- _Source material_

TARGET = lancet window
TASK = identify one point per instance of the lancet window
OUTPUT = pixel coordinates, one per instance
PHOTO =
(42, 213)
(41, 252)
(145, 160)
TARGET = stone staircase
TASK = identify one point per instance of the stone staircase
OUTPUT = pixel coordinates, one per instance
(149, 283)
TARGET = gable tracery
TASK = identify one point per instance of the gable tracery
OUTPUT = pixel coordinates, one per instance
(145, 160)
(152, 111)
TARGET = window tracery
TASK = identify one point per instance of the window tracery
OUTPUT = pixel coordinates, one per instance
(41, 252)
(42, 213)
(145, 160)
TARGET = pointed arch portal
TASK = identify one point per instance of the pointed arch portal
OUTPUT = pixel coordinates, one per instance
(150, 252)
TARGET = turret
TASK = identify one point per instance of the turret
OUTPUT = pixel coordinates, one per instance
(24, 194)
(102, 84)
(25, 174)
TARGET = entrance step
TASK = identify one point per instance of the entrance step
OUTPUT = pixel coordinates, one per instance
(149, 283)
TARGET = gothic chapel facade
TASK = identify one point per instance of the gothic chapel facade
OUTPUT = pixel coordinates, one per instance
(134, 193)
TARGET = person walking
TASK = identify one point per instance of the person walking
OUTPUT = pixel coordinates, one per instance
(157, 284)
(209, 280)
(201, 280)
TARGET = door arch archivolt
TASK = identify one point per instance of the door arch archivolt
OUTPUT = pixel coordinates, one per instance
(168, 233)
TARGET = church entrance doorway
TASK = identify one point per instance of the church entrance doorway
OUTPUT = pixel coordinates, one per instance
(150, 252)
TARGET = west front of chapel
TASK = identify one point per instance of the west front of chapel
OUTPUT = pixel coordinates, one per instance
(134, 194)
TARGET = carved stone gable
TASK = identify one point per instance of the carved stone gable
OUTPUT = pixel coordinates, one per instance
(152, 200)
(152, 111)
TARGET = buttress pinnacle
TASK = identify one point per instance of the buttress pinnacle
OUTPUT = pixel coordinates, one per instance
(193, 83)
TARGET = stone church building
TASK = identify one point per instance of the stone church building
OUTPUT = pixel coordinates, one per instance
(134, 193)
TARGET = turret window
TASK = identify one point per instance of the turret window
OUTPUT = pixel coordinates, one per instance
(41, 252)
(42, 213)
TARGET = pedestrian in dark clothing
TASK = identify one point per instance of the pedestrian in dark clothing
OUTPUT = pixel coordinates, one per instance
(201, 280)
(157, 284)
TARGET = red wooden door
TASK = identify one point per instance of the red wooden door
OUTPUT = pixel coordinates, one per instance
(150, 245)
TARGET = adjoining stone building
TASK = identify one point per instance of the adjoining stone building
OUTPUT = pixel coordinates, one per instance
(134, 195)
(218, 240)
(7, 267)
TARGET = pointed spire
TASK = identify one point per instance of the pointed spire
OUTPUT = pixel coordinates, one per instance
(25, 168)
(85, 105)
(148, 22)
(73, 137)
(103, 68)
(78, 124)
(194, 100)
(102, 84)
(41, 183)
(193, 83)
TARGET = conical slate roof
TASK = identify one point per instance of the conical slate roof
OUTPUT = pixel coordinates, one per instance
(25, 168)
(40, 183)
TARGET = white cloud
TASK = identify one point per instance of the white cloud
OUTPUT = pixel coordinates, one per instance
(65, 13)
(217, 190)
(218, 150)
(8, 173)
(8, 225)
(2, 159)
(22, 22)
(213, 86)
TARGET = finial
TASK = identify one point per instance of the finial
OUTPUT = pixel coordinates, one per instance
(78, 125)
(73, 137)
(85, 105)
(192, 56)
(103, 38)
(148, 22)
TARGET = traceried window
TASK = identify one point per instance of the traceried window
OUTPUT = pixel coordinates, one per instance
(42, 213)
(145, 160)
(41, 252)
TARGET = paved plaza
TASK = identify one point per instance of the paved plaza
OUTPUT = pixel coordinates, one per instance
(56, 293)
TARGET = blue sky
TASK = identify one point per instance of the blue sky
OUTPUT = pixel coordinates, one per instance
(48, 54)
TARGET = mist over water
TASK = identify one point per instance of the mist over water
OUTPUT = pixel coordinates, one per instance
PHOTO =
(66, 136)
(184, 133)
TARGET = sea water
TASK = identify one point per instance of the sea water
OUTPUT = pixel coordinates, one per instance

- _Task to carry out_
Turn all of the lines above into a Markdown table with the columns Row and Line. Number each row and skip any blank lines.

- _Response to the exercise_
| Row | Line |
|---|---|
| 1 | TARGET = lancet window |
| 2 | TASK = identify one point per instance of the lancet window |
| 3 | OUTPUT = pixel coordinates, one per instance |
| 4 | PHOTO = |
| 5 | (42, 213) |
| 6 | (41, 252) |
| 7 | (145, 160) |
| 8 | TARGET = stone staircase |
| 9 | TASK = identify one point per instance of the stone staircase |
| 10 | OUTPUT = pixel coordinates, one per instance |
| 11 | (149, 283) |
| 12 | TARGET = gable tracery |
| 13 | TASK = identify one point per instance of the gable tracery |
| 14 | OUTPUT = pixel coordinates, one per instance |
| 15 | (145, 160) |
| 16 | (152, 111) |
| 17 | TARGET = window tracery |
| 18 | TASK = identify one point per instance of the window tracery |
| 19 | OUTPUT = pixel coordinates, one per instance |
| 20 | (41, 252) |
| 21 | (42, 213) |
| 22 | (145, 160) |
| 23 | TARGET = pointed arch portal |
| 24 | TASK = identify one point per instance of the pointed arch portal |
| 25 | OUTPUT = pixel coordinates, one per instance |
| 26 | (150, 252) |
| 27 | TARGET = turret |
| 28 | TASK = identify one point per instance of the turret |
| 29 | OUTPUT = pixel coordinates, one per instance |
| 30 | (24, 194) |
| 31 | (102, 84) |
| 32 | (25, 174) |
| 33 | TARGET = entrance step |
| 34 | TASK = identify one point per instance of the entrance step |
| 35 | OUTPUT = pixel coordinates, one per instance |
| 36 | (149, 283) |
| 37 | TARGET = gothic chapel facade |
| 38 | TASK = identify one point per instance of the gothic chapel facade |
| 39 | OUTPUT = pixel coordinates, one per instance |
| 40 | (134, 193) |
| 41 | TARGET = person walking |
| 42 | TASK = identify one point per instance of the person walking |
| 43 | OUTPUT = pixel coordinates, one per instance |
| 44 | (157, 284) |
| 45 | (209, 280) |
| 46 | (201, 280) |
| 47 | TARGET = door arch archivolt |
| 48 | TASK = identify one point per instance of the door arch archivolt |
| 49 | OUTPUT = pixel coordinates, one per instance |
| 50 | (168, 233) |
| 51 | TARGET = church entrance doorway |
| 52 | TASK = identify one point per instance of the church entrance doorway |
| 53 | OUTPUT = pixel coordinates, one per instance |
| 54 | (150, 252) |
| 55 | TARGET = west front of chapel |
| 56 | TASK = identify one point per instance of the west front of chapel |
| 57 | OUTPUT = pixel coordinates, one per instance |
| 58 | (134, 194) |
| 59 | TARGET = carved stone gable |
| 60 | TASK = identify one point per instance of the carved stone gable |
| 61 | OUTPUT = pixel coordinates, one per instance |
| 62 | (152, 200) |
| 63 | (152, 111) |
| 64 | TARGET = buttress pinnacle |
| 65 | TASK = identify one point per instance of the buttress pinnacle |
| 66 | OUTPUT = pixel coordinates, one per instance |
| 67 | (193, 83) |
| 68 | TARGET = stone church building |
| 69 | TASK = identify one point per instance of the stone church building |
| 70 | OUTPUT = pixel coordinates, one per instance |
| 71 | (134, 193) |
| 72 | TARGET = turret window |
| 73 | TASK = identify one point per instance of the turret window |
| 74 | OUTPUT = pixel coordinates, one per instance |
| 75 | (41, 252) |
| 76 | (42, 213) |
| 77 | TARGET = pedestrian in dark clothing |
| 78 | TASK = identify one point per instance of the pedestrian in dark clothing |
| 79 | OUTPUT = pixel coordinates, one per instance |
| 80 | (201, 280) |
| 81 | (157, 284) |
| 82 | TARGET = red wooden door |
| 83 | TASK = identify one point per instance of the red wooden door |
| 84 | OUTPUT = pixel coordinates, one per instance |
| 85 | (150, 245) |
| 86 | TARGET = adjoining stone building |
| 87 | TASK = identify one point per instance of the adjoining stone building |
| 88 | OUTPUT = pixel coordinates, one per instance |
| 89 | (134, 195) |
| 90 | (218, 240) |
| 91 | (7, 267) |
| 92 | TARGET = pointed spire |
| 93 | TASK = identify one point per instance of the pointed spire |
| 94 | OUTPUT = pixel coordinates, one per instance |
| 95 | (25, 168) |
| 96 | (85, 105) |
| 97 | (148, 22) |
| 98 | (73, 137) |
| 99 | (103, 68) |
| 100 | (78, 124) |
| 101 | (194, 100) |
| 102 | (102, 84) |
| 103 | (41, 183) |
| 104 | (193, 83) |
| 105 | TARGET = conical slate roof |
| 106 | TASK = identify one point per instance of the conical slate roof |
| 107 | OUTPUT = pixel coordinates, one per instance |
| 108 | (25, 168) |
| 109 | (40, 183) |
| 110 | TARGET = white cloud |
| 111 | TASK = identify one point per instance of the white cloud |
| 112 | OUTPUT = pixel coordinates, one per instance |
| 113 | (65, 13) |
| 114 | (217, 190) |
| 115 | (218, 150) |
| 116 | (8, 173) |
| 117 | (8, 225) |
| 118 | (2, 159) |
| 119 | (22, 22) |
| 120 | (213, 86) |
| 121 | TARGET = finial |
| 122 | TASK = identify one point per instance of the finial |
| 123 | OUTPUT = pixel coordinates, one per instance |
| 124 | (78, 125) |
| 125 | (73, 137) |
| 126 | (85, 105) |
| 127 | (192, 56) |
| 128 | (103, 38) |
| 129 | (148, 22) |
| 130 | TARGET = traceried window |
| 131 | TASK = identify one point per instance of the traceried window |
| 132 | OUTPUT = pixel coordinates, one per instance |
| 133 | (42, 213) |
| 134 | (145, 160) |
| 135 | (41, 252) |
| 136 | TARGET = paved plaza |
| 137 | TASK = identify one point per instance of the paved plaza |
| 138 | OUTPUT = pixel coordinates, one per instance |
| 139 | (56, 293) |
| 140 | TARGET = blue sky |
| 141 | TASK = identify one point per instance of the blue sky |
| 142 | OUTPUT = pixel coordinates, one per instance |
| 143 | (48, 54) |
| 144 | TARGET = mist over water |
| 145 | TASK = identify one point per instance of the mist over water |
| 146 | OUTPUT = pixel coordinates, one per instance |
| 147 | PHOTO = |
| 148 | (66, 136) |
| 149 | (184, 133) |
| 150 | TARGET = sea water |
| 151 | TASK = identify one point per instance of the sea water |
| 152 | OUTPUT = pixel coordinates, one per instance |